• **WORK TO COMPLETE**
A – Answer these questions from the article on weird aid-station foods:
(i) What did the Frenchman say aid stations in France offered?
(ii) What was the biggest surprise of the writer's search?
(iii) Who helped the writer vet the foods?
B – Decide whether each statement agrees with the article on weird aid-station foods. Answer yes or no, and quote the words from the article that settle it.
(i) The writer was eating cookies and a sports drink at the finish of the Eugene Curnow Trail Marathon.
(ii) Lisa Dorfman has run 20 marathons.
(iii) The article says every food it covers will improve performance.
C – Pick up the article on weird aid-station foods after its last sentence and continue writing it.

• **ARTICLE**
───

Food is fuel

Performance Plate

The 10 Weirdest Things You Can Eat at an Aid Station

Some of these funky foods from races all around the world will give you a performance boost. Others you should avoid at all costs.

Some of these bites from races around the world can put a little extra pep in your step. Others will only bring you down. Read more.

(Stephan Zirbus/Hexensteig Ultra)
germany hexenstieg ultralauf sausage

Some of these funky foods from races all around the world will give you a performance boost. Others you should avoid at all costs.

Last year, covered in mud and wolfing down cookies and a sports drink at the finish line of the Eugene Curnow Trail Marathon, I started chatting with a Frenchman. At aid stations back in France, he told me, they had ham and baguettes.

Suddenly, our heavily processed spread seemed less impressive. And it made me wonder: Do runners in other countries know something we don’t?

Thus began my quest to find the quirkiest, most interesting aid-station foods from around the world. The biggest surprise of my search? How dominant American-style race items like Gatorade are in every country. But each culture views comfort food through its own lens, so in addition to sugary sports drinks, there’s still a lot of funky stuff out there. I now present to you the fruits of my labor, which I vetted with help from Lisa Dorfman—a running nutritionist, retired pro triathlete, and 30-time marathoner—who explained the nutritional value of each item.

───

• **Named region outline records**

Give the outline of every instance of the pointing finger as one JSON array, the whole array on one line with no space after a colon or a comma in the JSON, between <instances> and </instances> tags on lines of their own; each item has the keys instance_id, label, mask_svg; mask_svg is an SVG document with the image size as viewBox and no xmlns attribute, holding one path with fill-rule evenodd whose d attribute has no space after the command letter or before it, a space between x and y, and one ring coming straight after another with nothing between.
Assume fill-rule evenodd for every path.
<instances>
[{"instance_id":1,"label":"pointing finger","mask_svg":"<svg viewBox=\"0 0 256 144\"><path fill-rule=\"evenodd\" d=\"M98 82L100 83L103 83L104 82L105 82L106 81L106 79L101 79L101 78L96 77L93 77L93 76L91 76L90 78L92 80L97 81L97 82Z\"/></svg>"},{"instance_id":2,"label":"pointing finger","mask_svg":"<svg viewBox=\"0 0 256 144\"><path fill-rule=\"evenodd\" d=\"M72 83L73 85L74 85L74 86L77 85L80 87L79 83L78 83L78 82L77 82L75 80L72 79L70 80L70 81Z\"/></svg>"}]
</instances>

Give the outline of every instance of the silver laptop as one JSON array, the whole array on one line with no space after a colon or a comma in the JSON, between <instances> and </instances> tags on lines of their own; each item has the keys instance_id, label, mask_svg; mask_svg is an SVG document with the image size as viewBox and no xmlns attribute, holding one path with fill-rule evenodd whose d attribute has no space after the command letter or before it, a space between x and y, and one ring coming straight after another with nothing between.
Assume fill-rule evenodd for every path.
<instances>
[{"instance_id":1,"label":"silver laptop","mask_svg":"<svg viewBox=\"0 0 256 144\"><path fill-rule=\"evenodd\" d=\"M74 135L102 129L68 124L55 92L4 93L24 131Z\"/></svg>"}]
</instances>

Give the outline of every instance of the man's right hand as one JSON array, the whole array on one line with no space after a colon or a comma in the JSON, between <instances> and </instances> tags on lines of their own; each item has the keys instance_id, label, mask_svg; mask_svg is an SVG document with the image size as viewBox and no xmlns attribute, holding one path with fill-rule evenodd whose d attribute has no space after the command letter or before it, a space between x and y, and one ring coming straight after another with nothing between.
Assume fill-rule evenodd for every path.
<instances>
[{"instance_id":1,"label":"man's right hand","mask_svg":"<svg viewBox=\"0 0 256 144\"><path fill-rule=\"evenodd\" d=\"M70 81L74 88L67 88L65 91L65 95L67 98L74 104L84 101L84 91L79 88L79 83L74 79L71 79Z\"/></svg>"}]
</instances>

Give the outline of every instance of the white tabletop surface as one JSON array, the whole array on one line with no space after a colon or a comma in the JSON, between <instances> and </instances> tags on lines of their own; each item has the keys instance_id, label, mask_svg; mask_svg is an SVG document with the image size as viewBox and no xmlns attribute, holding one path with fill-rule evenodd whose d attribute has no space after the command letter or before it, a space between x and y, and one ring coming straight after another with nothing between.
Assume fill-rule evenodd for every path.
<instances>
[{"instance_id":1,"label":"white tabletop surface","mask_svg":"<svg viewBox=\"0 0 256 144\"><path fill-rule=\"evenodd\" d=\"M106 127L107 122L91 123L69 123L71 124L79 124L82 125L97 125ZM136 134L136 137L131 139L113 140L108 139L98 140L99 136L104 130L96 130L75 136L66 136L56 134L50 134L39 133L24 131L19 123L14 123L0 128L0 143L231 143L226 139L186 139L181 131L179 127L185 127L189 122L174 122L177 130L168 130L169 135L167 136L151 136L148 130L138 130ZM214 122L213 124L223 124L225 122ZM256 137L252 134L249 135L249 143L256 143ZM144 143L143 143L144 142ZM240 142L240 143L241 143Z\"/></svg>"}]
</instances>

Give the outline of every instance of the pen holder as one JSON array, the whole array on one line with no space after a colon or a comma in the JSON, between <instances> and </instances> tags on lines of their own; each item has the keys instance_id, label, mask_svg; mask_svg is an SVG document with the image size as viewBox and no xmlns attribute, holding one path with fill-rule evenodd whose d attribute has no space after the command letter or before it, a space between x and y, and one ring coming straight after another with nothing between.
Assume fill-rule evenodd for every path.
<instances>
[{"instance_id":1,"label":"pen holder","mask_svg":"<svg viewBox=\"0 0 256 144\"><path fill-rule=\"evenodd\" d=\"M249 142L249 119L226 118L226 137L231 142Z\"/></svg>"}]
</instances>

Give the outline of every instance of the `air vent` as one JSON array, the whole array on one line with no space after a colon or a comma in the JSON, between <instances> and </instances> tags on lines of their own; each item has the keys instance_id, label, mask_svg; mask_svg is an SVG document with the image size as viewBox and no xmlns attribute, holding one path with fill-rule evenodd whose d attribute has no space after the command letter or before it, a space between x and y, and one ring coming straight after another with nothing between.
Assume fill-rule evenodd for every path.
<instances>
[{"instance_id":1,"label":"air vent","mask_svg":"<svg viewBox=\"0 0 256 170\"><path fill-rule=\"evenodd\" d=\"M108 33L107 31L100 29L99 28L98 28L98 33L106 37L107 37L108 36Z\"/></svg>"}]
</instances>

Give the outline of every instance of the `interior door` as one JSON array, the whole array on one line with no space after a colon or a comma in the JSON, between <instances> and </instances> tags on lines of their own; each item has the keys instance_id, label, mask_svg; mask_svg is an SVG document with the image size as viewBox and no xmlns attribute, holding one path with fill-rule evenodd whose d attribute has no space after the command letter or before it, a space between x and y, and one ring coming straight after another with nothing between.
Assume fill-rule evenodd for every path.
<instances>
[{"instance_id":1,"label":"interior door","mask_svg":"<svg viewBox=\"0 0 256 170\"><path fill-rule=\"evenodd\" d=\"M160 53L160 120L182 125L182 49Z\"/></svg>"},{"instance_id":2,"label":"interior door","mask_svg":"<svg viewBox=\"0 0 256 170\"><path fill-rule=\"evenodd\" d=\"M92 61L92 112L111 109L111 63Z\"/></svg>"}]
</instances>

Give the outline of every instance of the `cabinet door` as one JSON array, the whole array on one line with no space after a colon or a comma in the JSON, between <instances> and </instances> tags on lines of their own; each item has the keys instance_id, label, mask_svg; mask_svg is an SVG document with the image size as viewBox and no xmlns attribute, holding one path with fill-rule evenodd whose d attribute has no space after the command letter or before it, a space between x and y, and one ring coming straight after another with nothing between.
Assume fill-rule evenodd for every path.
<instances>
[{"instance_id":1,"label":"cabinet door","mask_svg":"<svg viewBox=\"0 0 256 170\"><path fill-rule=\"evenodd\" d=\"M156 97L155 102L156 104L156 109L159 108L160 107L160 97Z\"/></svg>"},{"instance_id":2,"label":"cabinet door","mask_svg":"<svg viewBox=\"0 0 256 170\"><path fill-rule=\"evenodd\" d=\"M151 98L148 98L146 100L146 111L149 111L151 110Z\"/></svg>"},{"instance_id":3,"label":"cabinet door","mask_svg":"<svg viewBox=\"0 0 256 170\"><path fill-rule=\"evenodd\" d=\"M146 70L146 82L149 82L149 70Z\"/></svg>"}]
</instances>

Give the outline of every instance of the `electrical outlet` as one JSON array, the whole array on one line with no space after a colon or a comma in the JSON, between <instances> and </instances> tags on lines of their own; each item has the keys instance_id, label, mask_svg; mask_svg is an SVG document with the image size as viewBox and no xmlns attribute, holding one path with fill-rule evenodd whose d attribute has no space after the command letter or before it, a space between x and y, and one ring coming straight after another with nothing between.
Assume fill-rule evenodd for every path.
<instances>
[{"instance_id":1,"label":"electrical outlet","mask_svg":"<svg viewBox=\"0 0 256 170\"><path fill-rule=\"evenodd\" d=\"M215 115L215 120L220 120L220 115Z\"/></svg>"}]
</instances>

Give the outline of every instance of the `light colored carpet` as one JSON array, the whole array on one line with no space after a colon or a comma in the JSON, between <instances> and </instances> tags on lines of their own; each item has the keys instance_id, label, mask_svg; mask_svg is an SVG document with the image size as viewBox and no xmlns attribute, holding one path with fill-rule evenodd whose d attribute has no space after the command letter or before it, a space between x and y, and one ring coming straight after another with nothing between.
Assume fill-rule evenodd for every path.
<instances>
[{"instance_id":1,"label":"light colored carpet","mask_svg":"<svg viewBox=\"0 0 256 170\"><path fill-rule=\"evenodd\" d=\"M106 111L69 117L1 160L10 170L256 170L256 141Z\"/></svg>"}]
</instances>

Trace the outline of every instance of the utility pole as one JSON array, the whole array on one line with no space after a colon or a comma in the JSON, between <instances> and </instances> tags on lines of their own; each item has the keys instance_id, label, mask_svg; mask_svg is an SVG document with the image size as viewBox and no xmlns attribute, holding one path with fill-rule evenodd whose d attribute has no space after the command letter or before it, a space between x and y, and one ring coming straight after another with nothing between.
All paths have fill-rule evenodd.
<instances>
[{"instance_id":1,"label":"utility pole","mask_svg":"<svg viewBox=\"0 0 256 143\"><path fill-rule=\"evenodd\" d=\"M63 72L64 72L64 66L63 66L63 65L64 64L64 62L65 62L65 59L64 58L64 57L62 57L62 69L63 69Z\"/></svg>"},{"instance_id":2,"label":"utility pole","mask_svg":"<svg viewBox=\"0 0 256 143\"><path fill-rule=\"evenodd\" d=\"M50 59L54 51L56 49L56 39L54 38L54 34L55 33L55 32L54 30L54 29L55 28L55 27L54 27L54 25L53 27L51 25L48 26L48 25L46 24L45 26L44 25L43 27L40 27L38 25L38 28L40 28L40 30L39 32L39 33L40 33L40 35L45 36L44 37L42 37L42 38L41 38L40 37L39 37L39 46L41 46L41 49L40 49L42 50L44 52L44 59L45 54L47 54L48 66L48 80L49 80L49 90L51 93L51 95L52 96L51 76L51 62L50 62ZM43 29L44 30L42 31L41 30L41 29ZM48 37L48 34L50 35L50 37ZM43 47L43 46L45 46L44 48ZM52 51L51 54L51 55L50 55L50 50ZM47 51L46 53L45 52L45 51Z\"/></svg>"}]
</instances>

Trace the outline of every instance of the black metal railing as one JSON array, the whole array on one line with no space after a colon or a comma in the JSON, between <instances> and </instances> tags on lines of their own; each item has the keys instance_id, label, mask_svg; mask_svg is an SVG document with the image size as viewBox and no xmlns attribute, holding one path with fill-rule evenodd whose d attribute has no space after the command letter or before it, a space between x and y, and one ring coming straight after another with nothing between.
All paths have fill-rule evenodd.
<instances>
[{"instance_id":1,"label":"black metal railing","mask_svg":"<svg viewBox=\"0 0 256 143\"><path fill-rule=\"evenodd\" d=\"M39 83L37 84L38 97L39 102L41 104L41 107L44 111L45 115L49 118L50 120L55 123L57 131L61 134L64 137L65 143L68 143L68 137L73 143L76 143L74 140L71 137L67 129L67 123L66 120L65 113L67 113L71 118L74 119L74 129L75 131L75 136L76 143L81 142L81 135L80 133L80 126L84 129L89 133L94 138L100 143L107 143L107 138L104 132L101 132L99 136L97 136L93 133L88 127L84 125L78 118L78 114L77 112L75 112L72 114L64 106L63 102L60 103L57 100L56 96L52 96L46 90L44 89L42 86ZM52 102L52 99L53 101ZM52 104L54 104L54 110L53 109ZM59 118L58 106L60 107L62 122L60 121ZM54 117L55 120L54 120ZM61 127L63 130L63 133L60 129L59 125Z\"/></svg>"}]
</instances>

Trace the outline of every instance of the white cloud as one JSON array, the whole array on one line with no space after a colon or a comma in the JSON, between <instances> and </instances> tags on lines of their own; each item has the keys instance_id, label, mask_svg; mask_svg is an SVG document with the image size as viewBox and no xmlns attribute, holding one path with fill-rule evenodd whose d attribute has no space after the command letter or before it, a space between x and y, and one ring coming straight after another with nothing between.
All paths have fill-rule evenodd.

───

• **RESULTS OF THE EXERCISE**
A –
(i) Ham and baguettes.
(ii) How dominant American-style race items like Gatorade are in every country.
(iii) Lisa Dorfman, a running nutritionist, retired pro triathlete, and 30-time marathoner.

B –
(i) Yes: "wolfing down cookies and a sports drink at the finish line of the Eugene Curnow Trail Marathon"
(ii) No: "30-time marathoner"
(iii) No: "Others you should avoid at all costs."

C –
Ready to run through the world’s aid stations? Let’s eat. 

Onigiri (Sticky Rice Balls): Japan

(Wikimedia Commons)

Race: Saroma Lake 100k Ultramarathon
Why It’s There
: These are the original PowerBars. Compact and full of quick-digesting carbohydrates, rice balls are particularly useful for high-altitude events, when the body prefers carbs over fat because they provide faster energy. 
The Verdict
: Eat it. Gluten-free and energy-dense, with around 180 calories and 39 grams of carbs per ball.
Buy It
: Ultrarunner Scott Jurek has a recipe for onigiri in his book Eat and Run because it’s one of his training staples. There are also several recipes online.


Mini Smoked Sausages: Germany

(Stephan Zirbus/Hexensteig Ultra)

Race: Hexenstieg Ultralauf
Why It’s There
: Smoked sausages are a typical Northern European comfort food, and they're packed with energy—including a lot of fat. 
The Verdict
: Don't eat it. Dorfman cautions that some runners may have stomach touble because of the preservatives often found in smoked sausage, while others may have trouble handling the large amount of saturated fat while exercising—five links have 14 grams of fat, more than a third of which is saturated.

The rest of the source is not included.